▸ **GOAL OF THE EXERCISE**
Write out the lines below exactly, leaving out the pictures.

Begin INFORMATION PROVIDED

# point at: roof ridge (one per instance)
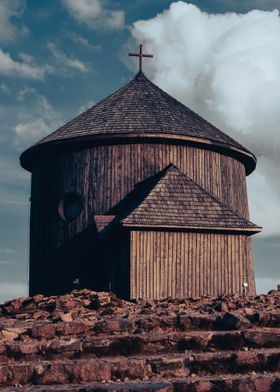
(140, 109)
(154, 192)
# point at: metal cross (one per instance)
(140, 55)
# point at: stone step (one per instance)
(146, 343)
(45, 329)
(223, 383)
(139, 367)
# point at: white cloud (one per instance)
(94, 14)
(35, 121)
(27, 68)
(263, 285)
(226, 68)
(10, 9)
(68, 62)
(11, 290)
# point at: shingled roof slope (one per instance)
(140, 107)
(177, 201)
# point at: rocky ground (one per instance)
(88, 341)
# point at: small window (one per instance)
(70, 207)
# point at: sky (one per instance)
(58, 57)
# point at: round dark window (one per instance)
(70, 207)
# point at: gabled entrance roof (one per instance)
(175, 201)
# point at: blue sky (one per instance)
(58, 57)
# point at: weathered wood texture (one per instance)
(182, 264)
(103, 175)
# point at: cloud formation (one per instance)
(10, 9)
(26, 68)
(67, 62)
(94, 14)
(226, 68)
(35, 120)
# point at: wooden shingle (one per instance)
(175, 201)
(139, 109)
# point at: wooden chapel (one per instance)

End INFORMATION PROVIDED

▸ **EXERCISE SOLUTION**
# point at: roof ridge (one per instance)
(140, 109)
(154, 192)
# point at: metal cross (one per instance)
(140, 55)
# point at: stone step (one per instance)
(146, 343)
(45, 329)
(223, 383)
(139, 367)
# point at: white cloud (one per instance)
(94, 14)
(35, 121)
(27, 68)
(263, 285)
(226, 68)
(10, 9)
(68, 62)
(11, 290)
# point at: shingled roof slope (one per instance)
(140, 107)
(177, 201)
# point at: rocky ground (one per instance)
(88, 341)
# point at: small window (one per instance)
(70, 207)
# point at: sky (one per instance)
(58, 57)
# point at: round dark window (one per instance)
(70, 207)
# point at: gabled entrance roof (one per instance)
(175, 201)
# point at: blue sky (one per instance)
(58, 57)
# point at: weathered wood texture (one per instance)
(182, 264)
(103, 175)
# point at: cloud formation (one per instance)
(10, 9)
(26, 68)
(67, 62)
(94, 14)
(226, 68)
(35, 120)
# point at: wooden shingle (one per instance)
(175, 201)
(139, 109)
# point at: wooden chapel (one per instance)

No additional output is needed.